Veröffentlicht am in Legal Tech

Um während der Corona-Krise physische Kontakte zu minimieren, nutzen Gerichte für mündliche Verhandlungen vermehrt Video- und Telefonkonferenzen. Bei Gerichtsverhandlungen per Videokonferenz sitzen nur die Richter und eventuelle Zuschauer im Gerichtssaal, während Rechtsanwälte, Parteien, Sachverständige und Zeugen live zugeschaltet werden. Der Legal Tech Verband Deutschland e.V. (LTV) setzt sich dafür ein, die pandemiebedingte Digitalisierung der Justiz auch weiterhin zu nutzen und in Zukunft noch auszubauen.

Der LTV will bei der Durchführung mündlicher Verhandlungen in der Ziviljustiz Videotechnik konsequent stärken. Auf Anfrage des Bundesministeriums der Justiz und für Verbraucherschutz (BMJV) hat der Verband zum Thema Videoverhandlungen eine Kurzumfrage unter Anwälten durchgeführt und eine Stellungnahme verfasst.

Aufgaben und Übungen:
1: Geben Sie den Abschnitt des Ausgangstextes wortgetreu wieder, beginnend bei „Veröffentlicht am in“ und endend bei „eine Stellungnahme verfasst.“.
2: Wer sitzt laut Ausgangstext bei Gerichtsverhandlungen per Videokonferenz im Gerichtssaal?
Die anschließende Auflistung ist gesondertes Material und gehört nicht zum Ausgangstext.

Auszug aus Datensatz:

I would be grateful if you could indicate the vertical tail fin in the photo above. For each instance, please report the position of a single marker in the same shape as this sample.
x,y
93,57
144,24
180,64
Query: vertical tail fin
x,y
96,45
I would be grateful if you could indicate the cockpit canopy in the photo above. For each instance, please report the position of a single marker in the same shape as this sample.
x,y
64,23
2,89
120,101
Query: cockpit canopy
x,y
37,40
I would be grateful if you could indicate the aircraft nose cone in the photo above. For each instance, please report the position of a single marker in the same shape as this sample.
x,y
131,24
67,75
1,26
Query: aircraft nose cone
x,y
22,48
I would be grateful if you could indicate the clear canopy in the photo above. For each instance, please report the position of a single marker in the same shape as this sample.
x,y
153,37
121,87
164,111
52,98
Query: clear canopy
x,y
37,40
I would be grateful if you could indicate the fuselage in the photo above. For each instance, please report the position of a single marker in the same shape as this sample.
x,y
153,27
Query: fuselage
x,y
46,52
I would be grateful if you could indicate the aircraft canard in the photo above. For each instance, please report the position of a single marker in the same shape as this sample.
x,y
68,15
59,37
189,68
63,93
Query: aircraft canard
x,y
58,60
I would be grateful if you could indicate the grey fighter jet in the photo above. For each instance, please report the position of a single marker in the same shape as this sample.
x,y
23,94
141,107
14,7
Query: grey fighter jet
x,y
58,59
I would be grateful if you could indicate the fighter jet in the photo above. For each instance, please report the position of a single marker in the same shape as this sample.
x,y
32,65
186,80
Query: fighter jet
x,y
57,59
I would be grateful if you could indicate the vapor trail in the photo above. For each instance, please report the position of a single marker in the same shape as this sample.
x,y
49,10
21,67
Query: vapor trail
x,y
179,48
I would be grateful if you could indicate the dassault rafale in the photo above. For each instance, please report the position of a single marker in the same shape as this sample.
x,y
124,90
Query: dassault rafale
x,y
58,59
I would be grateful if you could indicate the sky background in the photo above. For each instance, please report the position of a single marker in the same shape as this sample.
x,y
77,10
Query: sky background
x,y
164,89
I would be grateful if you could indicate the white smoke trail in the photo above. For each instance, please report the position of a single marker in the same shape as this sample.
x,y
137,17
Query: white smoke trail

Antworten im Einzelnen:
1:
Veröffentlicht am in Legal Tech

Um während der Corona-Krise physische Kontakte zu minimieren, nutzen Gerichte für mündliche Verhandlungen vermehrt Video- und Telefonkonferenzen. Bei Gerichtsverhandlungen per Videokonferenz sitzen nur die Richter und eventuelle Zuschauer im Gerichtssaal, während Rechtsanwälte, Parteien, Sachverständige und Zeugen live zugeschaltet werden. Der Legal Tech Verband Deutschland e.V. (LTV) setzt sich dafür ein, die pandemiebedingte Digitalisierung der Justiz auch weiterhin zu nutzen und in Zukunft noch auszubauen.

Der LTV will bei der Durchführung mündlicher Verhandlungen in der Ziviljustiz Videotechnik konsequent stärken. Auf Anfrage des Bundesministeriums der Justiz und für Verbraucherschutz (BMJV) hat der Verband zum Thema Videoverhandlungen eine Kurzumfrage unter Anwälten durchgeführt und eine Stellungnahme verfasst.

2: Nur die Richter und eventuelle Zuschauer.